• _Things to do_
A: Using the article on Autodesk Simulation 360, explain in one to three sentences why running simulation on a standard personal computer has come to mean an idle machine.
B: From the Autodesk Simulation 360 article, repeat the text starting at "The setup process" and ending at "up complex simulations.".

• _Provided passage_
((

Autodesk Launches Pay-As-You-Go Simulation

With the launch of Autodesk Simulation 360, Autodesk may have unintentionally redefined the acronym SaaS as Simulation as a Service. Debuting under the Autodesk 360 brand for cloud-related products, the new offering consists of three simulation software modules—  mechanical, injection molding (Moldflow), fluid flow (CFD)—for desktop installation. But its distinct advantage is in the integration of cloud-hosted computing horsepower, delivered at the point where you need it.

Autodesk Simulation 360 Mechanical, Moldflow, and CFD give you the software interface for loading CAD geometry, setting up a design study, and reviewing the results. Most people reading this blog post will likely have a CAD program on their primary computer, but for those who don’t, Simulation 360 provides Autodesk Inventor Fusion, a direct-editing program. The installation places quick-launch buttons in your CAD programs for initiating design studies, so you can start a simulation session from either your CAD modeling environment or the Autodesk Simulation 360 interface. The program comes with a lightweight app for viewing your simulation results.

The setup process consists of defining material properties and mechanical behaviors (for example, rotating parts), specifying fluid inlets and outlets, and applying loads (such as velocity, pressure, and weight). The navigation cube, part of how you control your 3D objects in Autodesk products, gives you an easy way to rotate or spin the model to different orientations to pick the faces, edges, and volumes you need to define them. The option to use a template to assign materials and properties by dragging and dropping cuts down prep time in setting up complex simulations.

Once the materials are properly assigned and the boundary conditions are in place, you can mesh your geometry. The mesh dialog box gives you the option to define a specific region and tweak the density of your meshes, an important feature if you’re more concerned with the results in a target area (for example, the hinges on a car door or the temperature distribution around a nozzle). With CFD and mold simulation, meshing takes place in the cloud; with mechanical simulation, meshing takes place on your local machine.

Once you hit solve, the software’s cloud-integrated solver takes over. It checks your mesh, queues the job, then processes it in the cloud. Since simulation tends to consume all available CPU power (and then some) in a standard personal computer, running simulation has become synonymous with an idle machine. The more complex the setup, the longer the wait. But not so with Simulation 360’s cloud-hosted solving. A standard simulation with about 100 iterations is complete in less than a minute. You’ll start to see partial results in the output window.

))

• _Information given_
((

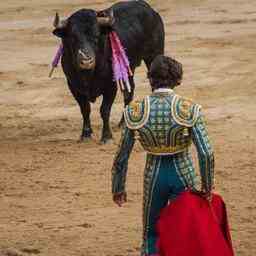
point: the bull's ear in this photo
(106, 18)
(59, 32)
(60, 26)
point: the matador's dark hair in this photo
(165, 72)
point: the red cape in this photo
(190, 226)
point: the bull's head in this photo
(80, 33)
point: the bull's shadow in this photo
(87, 53)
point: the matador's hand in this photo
(207, 195)
(120, 198)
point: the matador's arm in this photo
(120, 165)
(205, 153)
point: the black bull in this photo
(86, 59)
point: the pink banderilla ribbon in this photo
(120, 63)
(56, 59)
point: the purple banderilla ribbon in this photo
(56, 59)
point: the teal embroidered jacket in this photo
(165, 124)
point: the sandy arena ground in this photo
(54, 192)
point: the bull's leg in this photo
(128, 97)
(105, 109)
(85, 109)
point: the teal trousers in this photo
(165, 177)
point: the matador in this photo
(166, 125)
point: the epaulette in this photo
(184, 111)
(136, 114)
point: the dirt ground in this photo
(54, 192)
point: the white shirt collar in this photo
(164, 90)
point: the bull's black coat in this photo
(141, 32)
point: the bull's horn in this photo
(59, 23)
(106, 19)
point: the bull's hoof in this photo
(106, 139)
(85, 139)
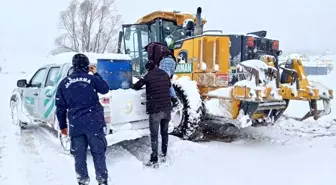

))

• _Answers given_
A: Simulation tends to use all available CPU power, and then some, in a standard personal computer. Nothing is left for other work while it runs, and the more complex the setup, the longer the wait.

B:
The setup process consists of defining material properties and mechanical behaviors (for example, rotating parts), specifying fluid inlets and outlets, and applying loads (such as velocity, pressure, and weight). The navigation cube, part of how you control your 3D objects in Autodesk products, gives you an easy way to rotate or spin the model to different orientations to pick the faces, edges, and volumes you need to define them. The option to use a template to assign materials and properties by dragging and dropping cuts down prep time in setting up complex simulations.